--- Information provided Enclosed Below ---
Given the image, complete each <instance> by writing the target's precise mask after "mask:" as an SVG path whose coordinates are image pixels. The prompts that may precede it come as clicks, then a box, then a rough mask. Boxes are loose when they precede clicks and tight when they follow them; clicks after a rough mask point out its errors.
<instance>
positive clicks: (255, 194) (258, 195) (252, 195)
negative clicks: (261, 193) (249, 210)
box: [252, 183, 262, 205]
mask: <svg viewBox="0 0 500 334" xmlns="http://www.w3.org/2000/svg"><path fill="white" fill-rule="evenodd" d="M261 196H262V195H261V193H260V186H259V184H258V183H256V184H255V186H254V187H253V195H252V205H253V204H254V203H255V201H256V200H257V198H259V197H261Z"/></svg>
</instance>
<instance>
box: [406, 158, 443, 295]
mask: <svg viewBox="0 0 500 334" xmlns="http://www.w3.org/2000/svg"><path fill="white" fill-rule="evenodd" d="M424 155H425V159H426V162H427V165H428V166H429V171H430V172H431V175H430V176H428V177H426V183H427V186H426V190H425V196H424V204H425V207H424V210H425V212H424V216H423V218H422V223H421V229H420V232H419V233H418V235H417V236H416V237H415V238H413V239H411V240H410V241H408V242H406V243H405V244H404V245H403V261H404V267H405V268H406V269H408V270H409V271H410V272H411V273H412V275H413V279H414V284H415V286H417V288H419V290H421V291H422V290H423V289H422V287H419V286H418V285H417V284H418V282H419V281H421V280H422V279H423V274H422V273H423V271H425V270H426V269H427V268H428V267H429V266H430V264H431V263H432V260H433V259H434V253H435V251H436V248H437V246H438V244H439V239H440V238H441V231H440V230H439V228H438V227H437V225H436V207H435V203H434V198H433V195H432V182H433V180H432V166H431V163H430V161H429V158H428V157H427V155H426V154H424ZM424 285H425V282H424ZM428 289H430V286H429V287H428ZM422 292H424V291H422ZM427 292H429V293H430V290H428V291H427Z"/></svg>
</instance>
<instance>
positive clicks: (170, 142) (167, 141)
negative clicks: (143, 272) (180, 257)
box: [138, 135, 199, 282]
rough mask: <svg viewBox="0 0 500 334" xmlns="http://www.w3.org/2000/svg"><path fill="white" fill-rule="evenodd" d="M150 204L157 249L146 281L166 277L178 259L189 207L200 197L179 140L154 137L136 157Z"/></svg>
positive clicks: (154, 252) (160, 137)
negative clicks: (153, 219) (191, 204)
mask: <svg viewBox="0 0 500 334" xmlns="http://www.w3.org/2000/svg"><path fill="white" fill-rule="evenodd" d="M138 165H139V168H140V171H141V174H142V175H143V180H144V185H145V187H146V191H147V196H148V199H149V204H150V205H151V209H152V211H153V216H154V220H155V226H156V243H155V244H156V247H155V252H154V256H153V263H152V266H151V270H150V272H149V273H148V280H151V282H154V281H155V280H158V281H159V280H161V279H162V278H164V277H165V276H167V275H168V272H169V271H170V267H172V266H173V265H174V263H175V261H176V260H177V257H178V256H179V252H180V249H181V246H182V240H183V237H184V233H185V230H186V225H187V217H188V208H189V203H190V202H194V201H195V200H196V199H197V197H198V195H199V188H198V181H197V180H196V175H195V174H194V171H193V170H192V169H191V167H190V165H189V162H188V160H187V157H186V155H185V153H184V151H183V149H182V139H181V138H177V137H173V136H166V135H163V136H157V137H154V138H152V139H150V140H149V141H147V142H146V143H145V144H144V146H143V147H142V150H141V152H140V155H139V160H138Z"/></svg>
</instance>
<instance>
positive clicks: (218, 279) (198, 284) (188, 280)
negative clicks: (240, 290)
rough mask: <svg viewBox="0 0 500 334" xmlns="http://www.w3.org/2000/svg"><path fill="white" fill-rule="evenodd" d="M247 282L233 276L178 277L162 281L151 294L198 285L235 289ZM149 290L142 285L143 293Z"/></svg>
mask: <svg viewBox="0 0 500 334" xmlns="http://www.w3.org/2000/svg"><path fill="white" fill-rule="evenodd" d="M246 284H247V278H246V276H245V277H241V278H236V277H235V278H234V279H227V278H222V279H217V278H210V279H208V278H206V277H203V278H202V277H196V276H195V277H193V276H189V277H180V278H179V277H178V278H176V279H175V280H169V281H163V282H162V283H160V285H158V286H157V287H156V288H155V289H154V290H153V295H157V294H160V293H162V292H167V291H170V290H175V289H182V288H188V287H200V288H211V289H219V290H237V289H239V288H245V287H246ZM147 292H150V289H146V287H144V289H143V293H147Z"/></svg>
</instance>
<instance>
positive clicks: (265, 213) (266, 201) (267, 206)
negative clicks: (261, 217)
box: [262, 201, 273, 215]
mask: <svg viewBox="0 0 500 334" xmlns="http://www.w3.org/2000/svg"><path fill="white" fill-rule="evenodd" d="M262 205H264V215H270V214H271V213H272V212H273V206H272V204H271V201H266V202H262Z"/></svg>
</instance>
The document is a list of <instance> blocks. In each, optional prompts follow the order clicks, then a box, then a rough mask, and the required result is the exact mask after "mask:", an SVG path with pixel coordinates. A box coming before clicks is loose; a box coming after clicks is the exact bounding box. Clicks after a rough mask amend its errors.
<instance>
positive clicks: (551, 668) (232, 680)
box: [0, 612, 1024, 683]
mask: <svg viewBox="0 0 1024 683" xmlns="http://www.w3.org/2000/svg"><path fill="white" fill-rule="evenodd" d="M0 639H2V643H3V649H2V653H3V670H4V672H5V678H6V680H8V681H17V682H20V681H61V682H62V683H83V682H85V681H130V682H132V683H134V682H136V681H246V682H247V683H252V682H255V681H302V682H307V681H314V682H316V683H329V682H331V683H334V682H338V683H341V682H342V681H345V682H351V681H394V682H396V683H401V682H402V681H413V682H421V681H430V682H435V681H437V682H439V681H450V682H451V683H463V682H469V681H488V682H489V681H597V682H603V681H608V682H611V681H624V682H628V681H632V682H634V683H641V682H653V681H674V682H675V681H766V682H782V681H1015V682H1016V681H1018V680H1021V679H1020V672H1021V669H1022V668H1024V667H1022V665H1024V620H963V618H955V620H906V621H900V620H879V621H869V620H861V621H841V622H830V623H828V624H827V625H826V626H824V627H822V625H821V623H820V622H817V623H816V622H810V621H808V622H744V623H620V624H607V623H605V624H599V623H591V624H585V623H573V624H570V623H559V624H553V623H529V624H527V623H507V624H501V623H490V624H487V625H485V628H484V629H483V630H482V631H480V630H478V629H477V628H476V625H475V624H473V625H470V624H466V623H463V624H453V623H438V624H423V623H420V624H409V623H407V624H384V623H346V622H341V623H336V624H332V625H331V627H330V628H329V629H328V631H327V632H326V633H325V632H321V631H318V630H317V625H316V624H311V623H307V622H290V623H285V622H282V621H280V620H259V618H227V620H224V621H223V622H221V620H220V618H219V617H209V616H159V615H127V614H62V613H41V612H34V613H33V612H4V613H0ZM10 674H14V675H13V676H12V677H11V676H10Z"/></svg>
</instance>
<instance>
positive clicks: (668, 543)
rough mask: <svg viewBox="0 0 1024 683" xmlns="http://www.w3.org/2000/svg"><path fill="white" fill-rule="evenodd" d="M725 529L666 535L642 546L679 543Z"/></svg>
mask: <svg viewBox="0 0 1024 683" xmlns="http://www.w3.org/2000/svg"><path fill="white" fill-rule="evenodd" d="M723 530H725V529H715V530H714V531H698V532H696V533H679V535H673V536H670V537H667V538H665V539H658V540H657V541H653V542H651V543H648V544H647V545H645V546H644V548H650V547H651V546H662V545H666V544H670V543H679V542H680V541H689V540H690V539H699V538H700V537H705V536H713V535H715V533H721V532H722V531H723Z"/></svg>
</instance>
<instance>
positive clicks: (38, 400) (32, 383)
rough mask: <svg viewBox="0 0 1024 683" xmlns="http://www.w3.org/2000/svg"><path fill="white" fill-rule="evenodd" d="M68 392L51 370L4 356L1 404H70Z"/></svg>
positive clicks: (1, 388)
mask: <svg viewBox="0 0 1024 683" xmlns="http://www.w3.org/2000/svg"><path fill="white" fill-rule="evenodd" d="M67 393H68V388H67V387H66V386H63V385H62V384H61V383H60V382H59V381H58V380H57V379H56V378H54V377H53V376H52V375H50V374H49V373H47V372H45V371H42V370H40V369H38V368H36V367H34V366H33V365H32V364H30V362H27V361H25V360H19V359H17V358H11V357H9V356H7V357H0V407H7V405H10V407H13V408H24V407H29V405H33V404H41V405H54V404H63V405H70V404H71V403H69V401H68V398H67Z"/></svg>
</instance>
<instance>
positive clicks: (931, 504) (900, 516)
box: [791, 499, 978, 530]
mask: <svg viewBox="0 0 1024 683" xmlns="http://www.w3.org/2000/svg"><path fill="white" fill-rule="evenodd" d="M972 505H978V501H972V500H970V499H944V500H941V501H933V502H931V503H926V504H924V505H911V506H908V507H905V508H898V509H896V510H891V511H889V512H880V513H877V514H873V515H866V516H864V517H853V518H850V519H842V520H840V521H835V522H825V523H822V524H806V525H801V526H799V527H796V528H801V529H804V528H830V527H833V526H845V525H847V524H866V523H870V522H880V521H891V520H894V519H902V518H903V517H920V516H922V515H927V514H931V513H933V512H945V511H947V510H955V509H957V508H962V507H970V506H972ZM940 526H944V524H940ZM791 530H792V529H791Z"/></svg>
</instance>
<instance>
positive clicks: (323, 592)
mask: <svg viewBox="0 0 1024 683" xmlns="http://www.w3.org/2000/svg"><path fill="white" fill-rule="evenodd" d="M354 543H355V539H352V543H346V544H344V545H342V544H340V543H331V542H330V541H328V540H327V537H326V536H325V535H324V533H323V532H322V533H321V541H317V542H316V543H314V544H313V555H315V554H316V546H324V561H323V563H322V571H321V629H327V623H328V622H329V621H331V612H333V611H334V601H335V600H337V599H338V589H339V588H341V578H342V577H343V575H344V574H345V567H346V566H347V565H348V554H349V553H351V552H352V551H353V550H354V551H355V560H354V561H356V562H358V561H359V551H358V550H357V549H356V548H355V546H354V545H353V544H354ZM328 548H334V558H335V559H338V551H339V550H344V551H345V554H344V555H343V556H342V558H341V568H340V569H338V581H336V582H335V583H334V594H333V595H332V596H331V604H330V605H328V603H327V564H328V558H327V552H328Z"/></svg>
--- End of Enclosed Information provided ---
Report every line from the material above that mentions the word "follow".

▸ Task output
Given the image, complete each <instance> by writing the target's precise mask after "mask:" as an SVG path whose coordinates are image pixels. The prompts that may precede it come as clicks, then a box, then a rough mask. Boxes are loose when they precede clicks and tight when they follow them; clicks after a rough mask point out its errors.
The document is a list of <instance> blocks. In each, optional prompts follow the order clicks, then a box, then a rough mask, and the required result is the exact mask after "mask:", an SVG path with pixel coordinates. A box coming before clicks is loose; a box coming after clicks is the exact bounding box. Clicks after a rough mask amend its errors.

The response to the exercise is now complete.